Requirement A: Reproduce the following passage on the Booking.com trademark case word for word, from its first sentence to its last.

Text segment:
---

In an 8-1 decision delivered by Justice Ginsburg, the Supreme Court declined to adopt a per se rule that combining a generic term with “.com” necessarily yields a generic mark ineligible for federal trademark registration.1
Respondent Booking.com sought registration of various marks containing the literal element BOOKING.COM in connection with its online hotel-reservation service offering. The United States Patent and Trademark Office (“USPTO”) refused registration on the basis that BOOKING.COM is generic. The Trademark Trial and Appeal Board (“TTAB”) agreed, noting that “Booking” indicates the process of making travel reservations and “.com” indicates a commercial website. The TTAB stated that even if the mark were descriptive, not generic, it was unregistrable for a lack of acquired distinctiveness.
Booking.com appealed to the Eastern District of Virginia and presented consumer evidence to the district court that was not before the TTAB. Specifically, the district court found, the evidence demonstrated that in the minds of consumers, BOOKING.COM “does not refer to a genus, rather, it is descriptive of services involving ‘booking’ available at that domain name.”2 The district court then found that BOOKING.COM had acquired distinctiveness and, thus, was registrable.
On appeal to the Fourth Circuit, the USPTO only appealed the finding that BOOKING.COM is not generic. The Fourth Circuit affirmed the finding that BOOKING.COM is descriptive and also rejected the per se rule urged by the USPTO, that combining a generic term with “.com” is necessarily generic. The USPTO sought, and the Supreme Court granted, certiorari.

---

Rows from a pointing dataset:
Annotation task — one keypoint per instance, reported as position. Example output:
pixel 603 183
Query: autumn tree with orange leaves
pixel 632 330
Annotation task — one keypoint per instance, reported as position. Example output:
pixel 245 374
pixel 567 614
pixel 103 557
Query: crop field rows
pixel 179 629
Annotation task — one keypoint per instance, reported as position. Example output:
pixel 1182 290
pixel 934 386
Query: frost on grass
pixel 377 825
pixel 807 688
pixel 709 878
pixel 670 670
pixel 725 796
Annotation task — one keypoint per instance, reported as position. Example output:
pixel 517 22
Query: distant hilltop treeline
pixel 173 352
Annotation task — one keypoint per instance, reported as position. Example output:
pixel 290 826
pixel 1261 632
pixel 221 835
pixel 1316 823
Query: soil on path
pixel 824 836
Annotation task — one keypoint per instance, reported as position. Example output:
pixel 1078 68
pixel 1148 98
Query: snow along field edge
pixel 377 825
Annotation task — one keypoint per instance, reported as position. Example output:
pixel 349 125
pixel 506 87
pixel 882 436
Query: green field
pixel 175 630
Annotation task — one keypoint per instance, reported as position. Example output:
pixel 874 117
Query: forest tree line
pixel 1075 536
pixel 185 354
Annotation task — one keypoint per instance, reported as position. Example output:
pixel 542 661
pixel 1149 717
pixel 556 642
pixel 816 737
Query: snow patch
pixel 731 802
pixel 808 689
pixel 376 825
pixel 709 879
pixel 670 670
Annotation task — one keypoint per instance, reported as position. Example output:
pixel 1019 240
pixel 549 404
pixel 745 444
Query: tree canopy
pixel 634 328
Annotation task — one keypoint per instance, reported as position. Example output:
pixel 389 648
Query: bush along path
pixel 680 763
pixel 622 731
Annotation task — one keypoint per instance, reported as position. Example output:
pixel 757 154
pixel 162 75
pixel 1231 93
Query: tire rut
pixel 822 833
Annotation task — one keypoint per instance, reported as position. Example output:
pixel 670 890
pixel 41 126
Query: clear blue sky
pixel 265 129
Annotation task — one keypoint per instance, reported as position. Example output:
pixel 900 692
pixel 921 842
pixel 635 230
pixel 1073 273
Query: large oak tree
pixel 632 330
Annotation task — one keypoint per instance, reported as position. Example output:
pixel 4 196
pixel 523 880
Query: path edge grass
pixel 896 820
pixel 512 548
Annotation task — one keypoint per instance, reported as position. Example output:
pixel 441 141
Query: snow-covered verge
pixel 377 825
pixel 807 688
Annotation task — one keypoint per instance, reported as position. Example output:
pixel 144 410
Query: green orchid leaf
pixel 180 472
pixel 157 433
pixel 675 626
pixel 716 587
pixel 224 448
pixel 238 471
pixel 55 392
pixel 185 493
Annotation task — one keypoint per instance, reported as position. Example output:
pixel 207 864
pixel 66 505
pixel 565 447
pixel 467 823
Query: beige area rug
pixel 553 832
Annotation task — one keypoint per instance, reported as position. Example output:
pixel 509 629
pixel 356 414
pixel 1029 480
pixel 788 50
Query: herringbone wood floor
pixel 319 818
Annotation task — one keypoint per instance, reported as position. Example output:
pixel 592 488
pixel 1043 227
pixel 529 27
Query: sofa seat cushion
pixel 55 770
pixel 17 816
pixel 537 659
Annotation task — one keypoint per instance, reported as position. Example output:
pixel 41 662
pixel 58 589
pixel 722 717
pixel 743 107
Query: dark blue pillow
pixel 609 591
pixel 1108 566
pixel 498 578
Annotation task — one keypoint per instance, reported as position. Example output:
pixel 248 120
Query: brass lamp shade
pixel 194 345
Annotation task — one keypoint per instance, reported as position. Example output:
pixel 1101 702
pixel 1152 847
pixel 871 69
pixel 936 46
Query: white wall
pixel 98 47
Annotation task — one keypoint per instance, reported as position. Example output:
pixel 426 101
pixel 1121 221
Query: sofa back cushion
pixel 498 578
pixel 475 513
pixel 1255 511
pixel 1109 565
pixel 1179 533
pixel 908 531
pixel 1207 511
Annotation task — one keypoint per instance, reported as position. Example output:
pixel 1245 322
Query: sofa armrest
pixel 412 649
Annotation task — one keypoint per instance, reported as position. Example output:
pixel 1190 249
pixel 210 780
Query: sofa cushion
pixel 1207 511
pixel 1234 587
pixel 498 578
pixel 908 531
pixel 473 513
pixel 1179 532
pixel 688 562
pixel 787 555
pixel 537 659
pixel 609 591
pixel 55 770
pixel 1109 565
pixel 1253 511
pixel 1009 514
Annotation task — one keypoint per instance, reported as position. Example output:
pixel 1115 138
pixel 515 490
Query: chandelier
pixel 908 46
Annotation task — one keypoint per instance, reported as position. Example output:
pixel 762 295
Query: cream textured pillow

---

Requirement B: Collect every line of the entries above that contains the word "along".

Task response A:
In an 8-1 decision delivered by Justice Ginsburg, the Supreme Court declined to adopt a per se rule that combining a generic term with “.com” necessarily yields a generic mark ineligible for federal trademark registration.1
Respondent Booking.com sought registration of various marks containing the literal element BOOKING.COM in connection with its online hotel-reservation service offering. The United States Patent and Trademark Office (“USPTO”) refused registration on the basis that BOOKING.COM is generic. The Trademark Trial and Appeal Board (“TTAB”) agreed, noting that “Booking” indicates the process of making travel reservations and “.com” indicates a commercial website. The TTAB stated that even if the mark were descriptive, not generic, it was unregistrable for a lack of acquired distinctiveness.
Booking.com appealed to the Eastern District of Virginia and presented consumer evidence to the district court that was not before the TTAB. Specifically, the district court found, the evidence demonstrated that in the minds of consumers, BOOKING.COM “does not refer to a genus, rather, it is descriptive of services involving ‘booking’ available at that domain name.”2 The district court then found that BOOKING.COM had acquired distinctiveness and, thus, was registrable.
On appeal to the Fourth Circuit, the USPTO only appealed the finding that BOOKING.COM is not generic. The Fourth Circuit affirmed the finding that BOOKING.COM is descriptive and also rejected the per se rule urged by the USPTO, that combining a generic term with “.com” is necessarily generic. The USPTO sought, and the Supreme Court granted, certiorari.

Task response B:
Query: snow along field edge
Query: bush along path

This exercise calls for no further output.